■ **Selected text**:
━━━━━━━━━━━━━━━━━━━━━━━━━━━━━━

Excerpts from Christopher M. Riedl's message of July 1, 2021 3:28 pm:
> On Wed Jun 30, 2021 at 11:15 PM CDT, Nicholas Piggin wrote:
>> Excerpts from Christopher M. Riedl's message of July 1, 2021 1:48 pm:
>> > On Sun Jun 20, 2021 at 10:13 PM CDT, Daniel Axtens wrote:
>> >> "Christopher M. Riedl" <c...@linux.ibm.com> writes:
>> >>
>> >> > Switching to a different mm with Hash translation causes SLB entries to
>> >> > be preloaded from the current thread_info. This reduces SLB faults, for
>> >> > example when threads share a common mm but operate on different address
>> >> > ranges.
>> >> >
>> >> > Preloading entries from the thread_info struct may not always be
>> >> > appropriate - such as when switching to a temporary mm. Introduce a new
>> >> > boolean in mm_context_t to skip the SLB preload entirely. Also move the
>> >> > SLB preload code into a separate function since switch_slb() is already
>> >> > quite long. The default behavior (preloading SLB entries from the
>> >> > current thread_info struct) remains unchanged.
>> >> >
>> >> > Signed-off-by: Christopher M. Riedl <c...@linux.ibm.com>
>> >> >
>> >> > ---
>> >> >
>> >> > v4:  * New to series.
>> >> > ---
>> >> >  arch/powerpc/include/asm/book3s/64/mmu.h |  3 ++
>> >> >  arch/powerpc/include/asm/mmu_context.h   | 13 ++++++
>> >> >  arch/powerpc/mm/book3s64/mmu_context.c   |  2 +
>> >> >  arch/powerpc/mm/book3s64/slb.c           | 56 ++++++++++++++----------
>> >> >  4 files changed, 50 insertions(+), 24 deletions(-)
>> >> >
>> >> > diff --git a/arch/powerpc/include/asm/book3s/64/mmu.h 
>> >> > b/arch/powerpc/include/asm/book3s/64/mmu.h
>> >> > index eace8c3f7b0a1..b23a9dcdee5af 100644
>> >> > --- a/arch/powerpc/include/asm/book3s/64/mmu.h
>> >> > +++ b/arch/powerpc/include/asm/book3s/64/mmu.h
>> >> > @@ -130,6 +130,9 @@ typedef struct {
>> >> >         u32 pkey_allocation_map;
>> >> >         s16 execute_only_pkey; /* key holding execute-only protection */
>> >> >  #endif
>> >> > +
>> >> > +       /* Do not preload SLB entries from thread_info during 
>> >> > switch_slb() */
>> >> > +       bool skip_slb_preload;
>> >> >  } mm_context_t;
>> >> >  
>> >> >  static inline u16 mm_ctx_user_psize(mm_context_t *ctx)

━━━━━━━━━━━━━━━━━━━━━━━━━━━━━━

■ **Required work**:
A. In the patch thread, what is the name of the new boolean field added to mm_context_t?
B. List every file path shown in the patch thread's summary of changed files.
C. Continue the patch thread from its last line.

■ **Record extracts**:
━━━━━━━━━━━━━━━━━━━━━━━━━━━━━━

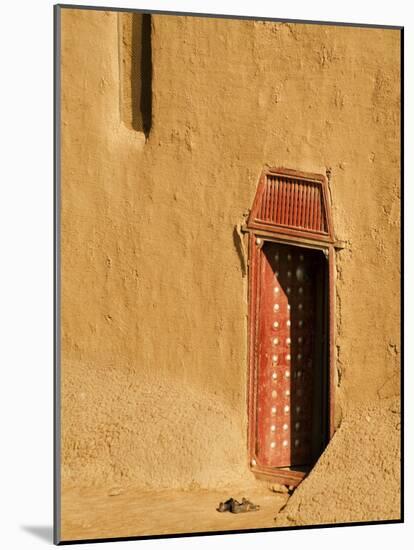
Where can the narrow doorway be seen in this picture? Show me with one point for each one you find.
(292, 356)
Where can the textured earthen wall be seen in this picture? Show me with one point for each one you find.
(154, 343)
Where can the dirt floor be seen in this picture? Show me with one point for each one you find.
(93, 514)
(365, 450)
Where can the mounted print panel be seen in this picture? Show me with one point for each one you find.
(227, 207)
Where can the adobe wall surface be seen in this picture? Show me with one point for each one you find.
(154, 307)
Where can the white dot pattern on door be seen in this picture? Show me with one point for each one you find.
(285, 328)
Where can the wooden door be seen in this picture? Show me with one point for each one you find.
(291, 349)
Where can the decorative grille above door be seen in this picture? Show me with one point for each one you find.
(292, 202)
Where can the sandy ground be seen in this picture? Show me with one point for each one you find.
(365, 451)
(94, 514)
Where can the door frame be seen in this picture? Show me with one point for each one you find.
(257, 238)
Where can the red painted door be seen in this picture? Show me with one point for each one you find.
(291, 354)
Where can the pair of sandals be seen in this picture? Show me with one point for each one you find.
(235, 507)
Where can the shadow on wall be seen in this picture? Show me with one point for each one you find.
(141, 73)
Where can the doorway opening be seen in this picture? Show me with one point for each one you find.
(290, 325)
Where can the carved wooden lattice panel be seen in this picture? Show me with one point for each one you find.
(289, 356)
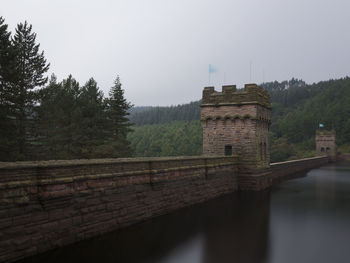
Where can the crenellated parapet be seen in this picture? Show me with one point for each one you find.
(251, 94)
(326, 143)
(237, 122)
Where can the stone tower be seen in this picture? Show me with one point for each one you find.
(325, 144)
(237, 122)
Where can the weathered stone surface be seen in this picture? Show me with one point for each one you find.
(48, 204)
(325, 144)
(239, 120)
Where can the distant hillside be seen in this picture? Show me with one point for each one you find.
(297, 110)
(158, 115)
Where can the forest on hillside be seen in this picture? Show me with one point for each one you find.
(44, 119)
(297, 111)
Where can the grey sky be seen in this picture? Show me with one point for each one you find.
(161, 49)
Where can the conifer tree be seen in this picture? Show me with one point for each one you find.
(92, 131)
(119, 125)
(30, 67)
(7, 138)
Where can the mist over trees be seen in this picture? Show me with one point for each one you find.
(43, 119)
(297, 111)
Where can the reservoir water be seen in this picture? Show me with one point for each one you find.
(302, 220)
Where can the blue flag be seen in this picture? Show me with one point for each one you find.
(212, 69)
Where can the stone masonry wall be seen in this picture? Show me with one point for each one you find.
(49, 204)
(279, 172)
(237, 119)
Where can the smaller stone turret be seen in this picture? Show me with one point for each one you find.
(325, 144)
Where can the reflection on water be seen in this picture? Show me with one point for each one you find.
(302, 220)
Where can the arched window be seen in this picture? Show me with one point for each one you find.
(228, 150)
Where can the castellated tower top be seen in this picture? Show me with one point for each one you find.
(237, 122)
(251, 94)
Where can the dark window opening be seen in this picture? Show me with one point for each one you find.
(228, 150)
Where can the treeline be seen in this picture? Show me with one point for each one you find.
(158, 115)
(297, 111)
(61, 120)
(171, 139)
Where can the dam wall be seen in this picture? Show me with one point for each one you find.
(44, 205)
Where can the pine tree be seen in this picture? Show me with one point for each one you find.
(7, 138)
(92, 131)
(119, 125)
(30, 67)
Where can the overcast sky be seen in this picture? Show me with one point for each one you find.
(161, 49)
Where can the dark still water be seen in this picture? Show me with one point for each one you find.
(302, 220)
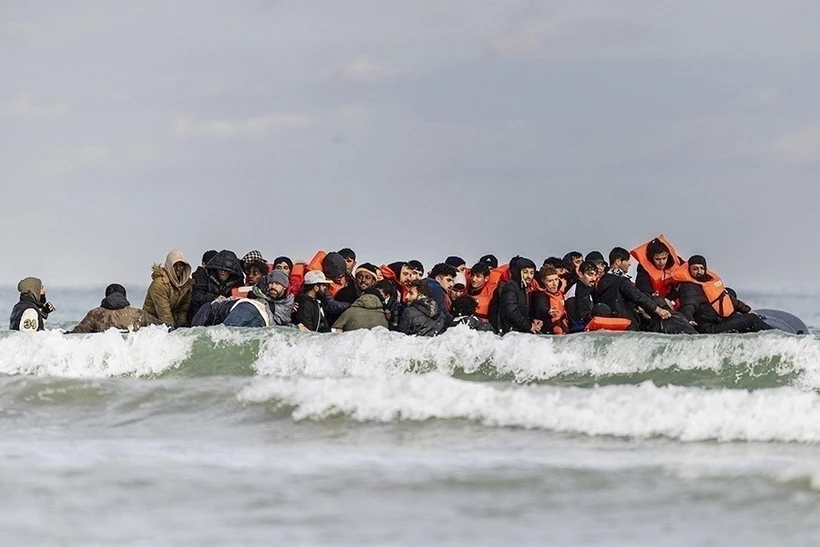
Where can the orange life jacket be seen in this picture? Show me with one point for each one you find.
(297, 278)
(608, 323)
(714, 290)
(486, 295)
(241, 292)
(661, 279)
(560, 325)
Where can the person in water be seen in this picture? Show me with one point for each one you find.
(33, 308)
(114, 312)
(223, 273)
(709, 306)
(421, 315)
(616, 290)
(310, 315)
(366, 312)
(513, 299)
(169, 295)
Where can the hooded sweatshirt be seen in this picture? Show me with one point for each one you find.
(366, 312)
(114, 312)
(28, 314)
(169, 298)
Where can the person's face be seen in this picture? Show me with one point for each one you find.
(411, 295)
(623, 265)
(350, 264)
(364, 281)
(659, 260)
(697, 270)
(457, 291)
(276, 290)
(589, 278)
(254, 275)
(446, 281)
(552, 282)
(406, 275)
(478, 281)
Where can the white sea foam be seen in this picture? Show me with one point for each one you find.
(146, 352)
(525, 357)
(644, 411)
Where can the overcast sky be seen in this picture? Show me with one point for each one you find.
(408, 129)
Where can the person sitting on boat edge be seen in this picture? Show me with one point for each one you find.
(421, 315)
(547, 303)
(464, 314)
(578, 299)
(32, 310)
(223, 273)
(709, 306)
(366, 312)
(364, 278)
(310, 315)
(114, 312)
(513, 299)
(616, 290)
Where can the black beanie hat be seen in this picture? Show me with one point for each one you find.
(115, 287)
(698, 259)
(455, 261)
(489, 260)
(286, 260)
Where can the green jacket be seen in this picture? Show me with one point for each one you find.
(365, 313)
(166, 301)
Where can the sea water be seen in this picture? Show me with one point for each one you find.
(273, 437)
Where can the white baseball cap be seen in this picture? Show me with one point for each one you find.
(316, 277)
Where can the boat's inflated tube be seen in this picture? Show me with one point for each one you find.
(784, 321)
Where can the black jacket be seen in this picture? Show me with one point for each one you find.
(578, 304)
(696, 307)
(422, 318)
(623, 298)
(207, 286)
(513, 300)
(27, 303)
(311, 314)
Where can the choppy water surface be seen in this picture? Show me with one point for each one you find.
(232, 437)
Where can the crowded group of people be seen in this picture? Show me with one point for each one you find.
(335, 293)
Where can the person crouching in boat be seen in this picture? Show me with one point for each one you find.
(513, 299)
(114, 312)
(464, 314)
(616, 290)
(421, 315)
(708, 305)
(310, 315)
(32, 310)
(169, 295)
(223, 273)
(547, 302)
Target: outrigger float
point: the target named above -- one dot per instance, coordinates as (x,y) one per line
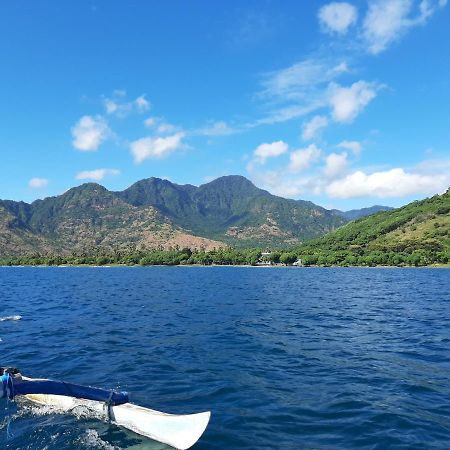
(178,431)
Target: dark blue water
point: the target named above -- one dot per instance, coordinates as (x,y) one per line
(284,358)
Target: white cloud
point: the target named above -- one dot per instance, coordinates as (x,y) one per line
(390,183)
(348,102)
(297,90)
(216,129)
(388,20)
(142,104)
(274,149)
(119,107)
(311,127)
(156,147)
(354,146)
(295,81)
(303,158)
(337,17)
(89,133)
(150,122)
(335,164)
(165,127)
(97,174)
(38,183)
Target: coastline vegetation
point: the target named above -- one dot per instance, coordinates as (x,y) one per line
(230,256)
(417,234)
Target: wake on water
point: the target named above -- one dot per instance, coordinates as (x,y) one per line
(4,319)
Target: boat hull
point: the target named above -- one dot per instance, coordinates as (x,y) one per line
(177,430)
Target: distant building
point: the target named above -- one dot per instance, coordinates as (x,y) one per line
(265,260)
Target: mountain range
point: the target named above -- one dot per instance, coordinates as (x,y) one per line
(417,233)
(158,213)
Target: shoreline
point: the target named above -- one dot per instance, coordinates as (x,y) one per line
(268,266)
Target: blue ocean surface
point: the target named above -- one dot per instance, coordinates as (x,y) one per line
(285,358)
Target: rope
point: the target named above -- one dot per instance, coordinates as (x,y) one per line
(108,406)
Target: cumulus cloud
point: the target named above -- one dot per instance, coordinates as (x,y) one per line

━━━━━━━━━━━━━━━━━━━━━━━━━━━━━━

■ **Results by task**:
A. skip_slb_preload

B.
arch/powerpc/include/asm/book3s/64/mmu.h
arch/powerpc/include/asm/mmu_context.h
arch/powerpc/mm/book3s64/mmu_context.c
arch/powerpc/mm/book3s64/slb.c

C.
>> >> > diff --git a/arch/powerpc/include/asm/mmu_context.h 
>> >> > b/arch/powerpc/include/asm/mmu_context.h
>> >> > index 4bc45d3ed8b0e..264787e90b1a1 100644
>> >> > --- a/arch/powerpc/include/asm/mmu_context.h
>> >> > +++ b/arch/powerpc/include/asm/mmu_context.h
>> >> > @@ -298,6 +298,19 @@ static inline int arch_dup_mmap(struct mm_struct 
>> >> > *oldmm,
>> >> >         return 0;
>> >> >  }
>> >> >  
>> >> > +#ifdef CONFIG_PPC_BOOK3S_64
>> >> > +
>> >> > +static inline void skip_slb_preload_mm(struct mm_struct *mm)
>> >> > +{
>> >> > +       mm->context.skip_slb_preload = true;
>> >> > +}
>> >> > +
>> >> > +#else
>> >> > +
>> >> > +static inline void skip_slb_preload_mm(struct mm_struct *mm) {}
>> >> > +
>> >> > +#endif /* CONFIG_PPC_BOOK3S_64 */
>> >> > +
>> >> >  #include <asm-generic/mmu_context.h>
>> >> >  
>> >> >  #endif /* __KERNEL__ */
>> >> > diff --git a/arch/powerpc/mm/book3s64/mmu_context.c 
>> >> > b/arch/powerpc/mm/book3s64/mmu_context.c
>> >> > index c10fc8a72fb37..3479910264c59 100644
>> >> > --- a/arch/powerpc/mm/book3s64/mmu_context.c
>> >> > +++ b/arch/powerpc/mm/book3s64/mmu_context.c
>> >> > @@ -202,6 +202,8 @@ int init_new_context(struct task_struct *tsk, 
>> >> > struct mm_struct *mm)
>> >> >         atomic_set(&mm->context.active_cpus, 0);
>> >> >         atomic_set(&mm->context.copros, 0);
>> >> >  
>> >> > +       mm->context.skip_slb_preload = false;
>> >> > +
>> >> >         return 0;
>> >> >  }
>> >> >  
>> >> > diff --git a/arch/powerpc/mm/book3s64/slb.c 
>> >> > b/arch/powerpc/mm/book3s64/slb.c
>> >> > index c91bd85eb90e3..da0836cb855af 100644
>> >> > --- a/arch/powerpc/mm/book3s64/slb.c
>> >> > +++ b/arch/powerpc/mm/book3s64/slb.c
>> >> > @@ -441,10 +441,39 @@ static void slb_cache_slbie_user(unsigned int 
>> >> > index)
>> >> >         asm volatile("slbie %0" : : "r" (slbie_data));
>> >> >  }
>> >> >  
>> >> > +static void preload_slb_entries(struct task_struct *tsk, struct 
>> >> > mm_struct *mm)
>> >> Should this be explicitly inline or even __always_inline? I'm thinking
>> >> switch_slb is probably a fairly hot path on hash?
>> > 
>> > Yes absolutely. I'll make this change in v5.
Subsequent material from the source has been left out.